Entries taken from a collection:
=== Section Start ===
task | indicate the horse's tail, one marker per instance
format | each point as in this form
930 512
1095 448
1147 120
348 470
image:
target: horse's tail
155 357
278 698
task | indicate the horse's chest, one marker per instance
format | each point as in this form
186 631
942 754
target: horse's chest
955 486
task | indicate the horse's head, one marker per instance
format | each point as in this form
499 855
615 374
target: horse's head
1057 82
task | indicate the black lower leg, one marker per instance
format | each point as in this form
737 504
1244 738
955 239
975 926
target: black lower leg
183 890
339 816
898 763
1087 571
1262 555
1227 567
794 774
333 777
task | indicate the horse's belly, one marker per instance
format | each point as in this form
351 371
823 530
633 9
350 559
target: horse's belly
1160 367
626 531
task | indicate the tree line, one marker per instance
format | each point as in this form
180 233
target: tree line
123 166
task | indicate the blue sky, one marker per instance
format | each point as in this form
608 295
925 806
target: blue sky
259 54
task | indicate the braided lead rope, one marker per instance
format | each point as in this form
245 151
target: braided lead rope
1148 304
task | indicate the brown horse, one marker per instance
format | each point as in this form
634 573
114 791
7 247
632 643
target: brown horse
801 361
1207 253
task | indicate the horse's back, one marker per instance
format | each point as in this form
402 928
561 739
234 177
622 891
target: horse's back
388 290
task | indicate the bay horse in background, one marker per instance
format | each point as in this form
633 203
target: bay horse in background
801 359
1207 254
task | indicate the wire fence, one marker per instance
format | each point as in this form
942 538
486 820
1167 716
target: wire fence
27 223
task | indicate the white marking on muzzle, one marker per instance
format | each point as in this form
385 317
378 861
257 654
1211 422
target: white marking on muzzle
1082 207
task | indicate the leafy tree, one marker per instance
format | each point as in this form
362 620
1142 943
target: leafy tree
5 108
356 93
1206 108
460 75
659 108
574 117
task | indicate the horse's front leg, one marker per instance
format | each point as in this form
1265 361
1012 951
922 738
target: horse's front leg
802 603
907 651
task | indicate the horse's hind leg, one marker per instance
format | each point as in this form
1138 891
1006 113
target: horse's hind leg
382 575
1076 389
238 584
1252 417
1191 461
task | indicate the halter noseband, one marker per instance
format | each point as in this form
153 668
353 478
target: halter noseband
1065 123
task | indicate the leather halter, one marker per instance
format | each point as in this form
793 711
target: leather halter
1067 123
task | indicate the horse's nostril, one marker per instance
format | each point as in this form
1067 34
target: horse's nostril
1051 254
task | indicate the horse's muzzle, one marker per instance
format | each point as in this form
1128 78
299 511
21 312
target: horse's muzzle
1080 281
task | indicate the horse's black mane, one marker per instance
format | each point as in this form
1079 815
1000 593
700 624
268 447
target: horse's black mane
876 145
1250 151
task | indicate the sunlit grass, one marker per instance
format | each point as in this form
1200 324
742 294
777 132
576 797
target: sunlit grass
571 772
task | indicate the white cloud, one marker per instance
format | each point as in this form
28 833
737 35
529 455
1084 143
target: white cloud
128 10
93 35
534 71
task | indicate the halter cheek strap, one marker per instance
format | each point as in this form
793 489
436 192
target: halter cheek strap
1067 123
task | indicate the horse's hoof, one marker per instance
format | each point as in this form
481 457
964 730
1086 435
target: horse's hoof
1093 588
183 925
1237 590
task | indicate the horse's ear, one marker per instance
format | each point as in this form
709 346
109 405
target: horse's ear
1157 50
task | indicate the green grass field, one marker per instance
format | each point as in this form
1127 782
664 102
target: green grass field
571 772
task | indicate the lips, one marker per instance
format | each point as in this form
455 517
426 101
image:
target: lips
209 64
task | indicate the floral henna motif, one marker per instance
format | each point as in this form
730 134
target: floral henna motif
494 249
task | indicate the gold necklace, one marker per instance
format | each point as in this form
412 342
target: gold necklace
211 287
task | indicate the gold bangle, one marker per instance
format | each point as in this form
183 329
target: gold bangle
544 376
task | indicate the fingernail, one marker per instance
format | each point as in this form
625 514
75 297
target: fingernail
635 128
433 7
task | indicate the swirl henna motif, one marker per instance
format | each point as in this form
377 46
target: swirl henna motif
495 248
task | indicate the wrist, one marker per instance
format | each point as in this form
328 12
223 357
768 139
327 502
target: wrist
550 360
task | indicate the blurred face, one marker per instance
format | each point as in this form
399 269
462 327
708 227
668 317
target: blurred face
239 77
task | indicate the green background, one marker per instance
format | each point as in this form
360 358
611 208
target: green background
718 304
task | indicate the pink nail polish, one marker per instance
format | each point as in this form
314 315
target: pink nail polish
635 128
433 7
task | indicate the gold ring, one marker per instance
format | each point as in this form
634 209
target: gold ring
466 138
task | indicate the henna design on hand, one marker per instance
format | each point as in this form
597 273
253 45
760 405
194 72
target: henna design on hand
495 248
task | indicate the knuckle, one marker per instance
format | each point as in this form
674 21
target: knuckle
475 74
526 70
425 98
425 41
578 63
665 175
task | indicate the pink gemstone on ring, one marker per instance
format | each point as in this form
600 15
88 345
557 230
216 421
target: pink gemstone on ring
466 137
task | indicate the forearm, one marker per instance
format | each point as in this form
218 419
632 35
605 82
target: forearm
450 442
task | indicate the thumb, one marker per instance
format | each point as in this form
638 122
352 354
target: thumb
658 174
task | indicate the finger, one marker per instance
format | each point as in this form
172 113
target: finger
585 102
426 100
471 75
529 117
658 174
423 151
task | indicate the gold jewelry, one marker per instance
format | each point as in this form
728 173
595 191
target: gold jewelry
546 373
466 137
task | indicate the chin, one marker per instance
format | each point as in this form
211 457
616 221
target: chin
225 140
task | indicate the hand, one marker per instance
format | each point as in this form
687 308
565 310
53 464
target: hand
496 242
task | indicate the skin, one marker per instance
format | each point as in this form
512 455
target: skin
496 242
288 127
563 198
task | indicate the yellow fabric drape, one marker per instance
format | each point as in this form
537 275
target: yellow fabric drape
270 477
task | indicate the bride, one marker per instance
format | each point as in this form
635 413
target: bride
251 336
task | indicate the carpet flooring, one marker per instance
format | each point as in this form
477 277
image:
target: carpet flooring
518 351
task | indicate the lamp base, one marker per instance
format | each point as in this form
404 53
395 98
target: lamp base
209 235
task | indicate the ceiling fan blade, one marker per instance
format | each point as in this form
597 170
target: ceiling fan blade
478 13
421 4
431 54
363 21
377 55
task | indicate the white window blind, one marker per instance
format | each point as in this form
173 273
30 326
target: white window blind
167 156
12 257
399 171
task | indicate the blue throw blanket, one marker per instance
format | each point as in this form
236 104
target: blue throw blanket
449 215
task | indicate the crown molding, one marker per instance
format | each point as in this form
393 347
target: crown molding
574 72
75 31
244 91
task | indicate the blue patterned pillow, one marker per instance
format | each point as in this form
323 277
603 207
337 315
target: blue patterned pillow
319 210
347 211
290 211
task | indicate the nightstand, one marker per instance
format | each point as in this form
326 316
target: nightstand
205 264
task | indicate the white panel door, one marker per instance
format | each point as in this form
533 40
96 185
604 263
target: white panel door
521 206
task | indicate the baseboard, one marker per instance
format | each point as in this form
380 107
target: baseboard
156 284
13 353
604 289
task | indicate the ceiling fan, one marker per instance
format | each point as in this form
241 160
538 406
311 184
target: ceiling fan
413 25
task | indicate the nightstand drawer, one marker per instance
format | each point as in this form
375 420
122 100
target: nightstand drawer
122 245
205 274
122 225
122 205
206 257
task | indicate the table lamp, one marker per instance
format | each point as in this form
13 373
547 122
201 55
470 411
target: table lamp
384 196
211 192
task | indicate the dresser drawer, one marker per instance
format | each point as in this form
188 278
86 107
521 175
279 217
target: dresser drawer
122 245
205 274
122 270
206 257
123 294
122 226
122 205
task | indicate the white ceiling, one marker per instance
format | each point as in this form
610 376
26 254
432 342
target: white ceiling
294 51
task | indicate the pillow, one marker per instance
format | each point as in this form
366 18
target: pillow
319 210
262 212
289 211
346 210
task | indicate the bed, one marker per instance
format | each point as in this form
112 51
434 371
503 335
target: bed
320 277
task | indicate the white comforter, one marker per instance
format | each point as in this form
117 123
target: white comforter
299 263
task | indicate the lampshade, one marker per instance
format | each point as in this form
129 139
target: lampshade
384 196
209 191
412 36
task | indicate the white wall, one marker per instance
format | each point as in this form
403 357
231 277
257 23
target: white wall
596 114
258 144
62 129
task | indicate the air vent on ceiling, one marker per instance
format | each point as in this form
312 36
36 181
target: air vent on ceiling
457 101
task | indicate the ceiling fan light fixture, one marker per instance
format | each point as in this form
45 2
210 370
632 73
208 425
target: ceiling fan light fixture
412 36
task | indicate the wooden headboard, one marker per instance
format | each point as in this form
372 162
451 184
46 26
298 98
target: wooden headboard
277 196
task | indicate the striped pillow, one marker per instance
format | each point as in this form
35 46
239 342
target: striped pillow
=== Section End ===
Filter the records above for the string "striped" and copy each matching line.

task | indicate the striped pillow, one marker per instance
target: striped pillow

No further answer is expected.